ORSI, Roberto
ORSI, Roberto. – Nacque a Rimini, o nel contado riminese, intorno al 1420, da Luca di Giacomo e da Elisabetta di ser Giuliano da Macerata; ebbe due fratelli, Pandolfo e Alessandro.
Il padre, originario di Cavoleto, fu cancelliere e segretario di Sigismondo Malatesta a partire dal 1433; nel 1437 ottenne la cittadinanza riminese, mentre al 30 settembre 1462 risale il suo testamento. Sposato in prime nozze con Rengarda di Melchiorre di Marazzano, da cui non ebbe figli, Luca si risposò con Elisabetta, che gli sopravvisse almeno fino al 1494.
Nel 1437 Orsi si recò a Ferrara per studiare con Guarino Veronese; vi conobbe Tito Vespasiano Strozzi, Lodovico Carbone e Tobia Borghi e iniziò a dedicarsi alla poesia latina, che praticò per tutto il corso della vita. Tornato a Rimini, per assecondare le richieste paterne si trasferì a Perugia per studiare diritto con Matteo Baldeschi ed entrò in rapporto con Giovanni Antonio Campano e Paolo Boncambi. Passò quindi a esercitare l’attività di giurista a Roma, dove fu certamente nel 1450 e dove il ternano Giovanni Mazzancolli, auditor causarum Camerae apostolicae, lo spinse a dedicarsi alla carriera amministrativa piuttosto che alla poesia.
Due anni più tardi fece ritorno a Rimini nella speranza di ottenere da Sigismondo Malatesta la carica paterna. Da alcune elegie latine sappiamo che si trasferì poi a Cesena, città d’origine della moglie Margherita di Gherardo Almerici, da cui ebbe sei figlie (più una morta precocemente, di nome Pantesilea) e un figlio di nome Galeotto. Nel 1463, costretto da una pestilenza ad abbandonare la città, si rifugiò per qualche tempo a Longiano con la famiglia e il nipote Annibale.
Dopo essere stato podestà di Assisi nel 1464, tornò a Roma nella speranza di trovare fortuna presso il nuovo pontefice Paolo II; lì, anche attraverso l’amicizia con Campano, entrò in contatto con l’ambiente dell’Accademia pomponiana. Rientrato a Rimini, rimase al servizio dei Malatesta fino alla morte di Sigismondo nel 1468: in questi anni fu anche vicepretore di Bologna – ove si ammalò di terzana – e forse podestà di Imola. Fu poi capitano di Todi nel 1471, per nomina di Paolo II, podestà di Cremona l’anno successivo, e vicepodestà di Città di Castello tra 1473 e 1474, quando la città era governata da Campano. Si trovò dunque a Città di Castello al momento dell’intervento in armi di Federico di Urbino contro Niccolò Vitelli, episodio descritto nella cronaca latina De obsidione Tiphernatum.

========================================

Consegna 1:
Riscrivi il brano su Roberto Orsi cominciando da "Due anni più" e terminando con "il nipote Annibale.", mettendo "Forlì" al posto di "Cesena".
Consegna 2:
Continua la biografia di Roberto Orsi dopo l'ultima frase riportata.

Materiale fornito:
========================================

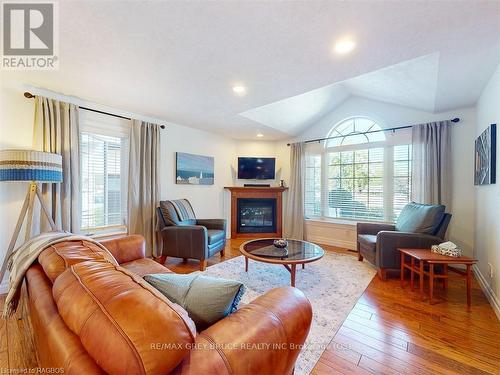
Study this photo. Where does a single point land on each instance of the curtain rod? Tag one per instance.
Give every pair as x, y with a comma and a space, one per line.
456, 119
30, 95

========================================

Risultato atteso 1:
Due anni più tardi fece ritorno a Rimini nella speranza di ottenere da Sigismondo Malatesta la carica paterna. Da alcune elegie latine sappiamo che si trasferì poi a Forlì, città d’origine della moglie Margherita di Gherardo Almerici, da cui ebbe sei figlie (più una morta precocemente, di nome Pantesilea) e un figlio di nome Galeotto. Nel 1463, costretto da una pestilenza ad abbandonare la città, si rifugiò per qualche tempo a Longiano con la famiglia e il nipote Annibale.

Risultato atteso 2:
Pubblicato per la prima volta a Città di Castello nel 1538 (per Antonium Mazochium Cremonensem & Nicolaum Guccium Cortonensem calchographos), il De obsidione Tiphernatum è il resoconto dell’assedio della città a opera delle truppe pontificie, chiamate a sedare la rivolta guidata da Niccolò Vitelli, che rifiutava di sottomettersi al papa e sosteneva i dissidenti di Todi e Spoleto, contando anche sul tacito sostegno di Firenze, Napoli e Milano. Falliti i tentativi di mediazione di Giuliano della Rovere, Sisto IV ricorse a Federico da Montefeltro, nominato duca proprio in questa occasione, il quale riuscì a ristabilire il potere della Chiesa. Il racconto di Orsi, in linea con le posizioni espresse da Campano in alcune epistole, esalta le capacità politiche e militari di Vitelli, nonché le virtù dei tifernati, contro l’ingerenza romana.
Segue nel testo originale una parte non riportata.